*What you should do*.
Copy the part of the rod wrapper forum thread starting with "## billfishhead (Jan" and going on through "these very cheap.", word for word.

*Source passage*.

## start

# WTB Power Rod Wrapper and Dryer



## coleg126 (Jun 25, 2011)

Anyone wanting to get rid of their Power wrapper and Dryer and any supplies they would like to get rid of?


----------



## kooljay (May 29, 2009)

*Power rod wrapper*

I have a wrapper I would like to sell, pm me - motor with all guides and several spools of thread, I would sell it all for 40.00. John


----------



## coleg126 (Jun 25, 2011)

PM sent.


----------



## Fishin Ski (Apr 27, 2011)

PM sent to kooljay, if coleg126 decides to pass on your offer.


----------



## lostkeytackle (Oct 8, 2007)

*power wrapper*

I have a full power wrapper for sale plus lots of supplies. $100 firm for the wrapper.


----------



## coleg126 (Jun 25, 2011)

Is that with supplies also?


----------



## lostkeytackle (Oct 8, 2007)

*Rod Wrapper*

No, just the wrapper which is a pretty good deal. I have sold two and the buyers were very happy.

As for supplies: I have plenty of guides, thread, and tips. A lot of used ones and also a whole lot of new ones. If I have something you need in stock, I will be pretty close to wholesale on the price.


----------



## Billcollector (Oct 16, 2009)

Why would you be selling used components when new ones are comparitively cheap.


----------



## billfishhead (Jan 15, 2008)

cleaning up the shop


----------



## lostkeytackle (Oct 8, 2007)

*Rod building supplies*

Most of my used guides I took off brand new rods that I bought in bulk from the manufacturer, mostly bottom halves of 2-piece rods. I sell these very cheap.

The used guides also help match up with older rods needing repair. Nice to have matched sets.


----------



## JDM (Oct 1, 2007)

*lostkey*

Lostkey, sent you a PM


----------



## lostkeytackle (Oct 8, 2007)

*wrapper*

Have not seen it


----------

## end

*Records shown*.

## start

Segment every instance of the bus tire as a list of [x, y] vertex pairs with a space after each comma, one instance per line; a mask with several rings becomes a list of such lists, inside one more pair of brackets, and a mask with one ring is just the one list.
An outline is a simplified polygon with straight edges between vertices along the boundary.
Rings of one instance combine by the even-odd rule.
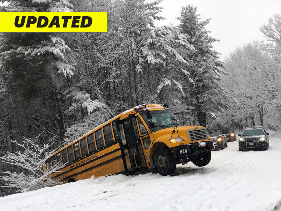
[[160, 174], [167, 176], [175, 172], [176, 166], [176, 159], [168, 148], [163, 146], [158, 147], [153, 157], [155, 168]]
[[70, 178], [68, 180], [68, 181], [67, 181], [67, 183], [74, 183], [75, 182], [76, 182], [75, 180], [73, 179], [73, 178]]
[[197, 166], [205, 166], [210, 163], [211, 157], [210, 151], [203, 152], [194, 156], [192, 163]]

## end

*Reply*.
## billfishhead (Jan 15, 2008)

cleaning up the shop


----------



## lostkeytackle (Oct 8, 2007)

*Rod building supplies*

Most of my used guides I took off brand new rods that I bought in bulk from the manufacturer, mostly bottom halves of 2-piece rods. I sell these very cheap.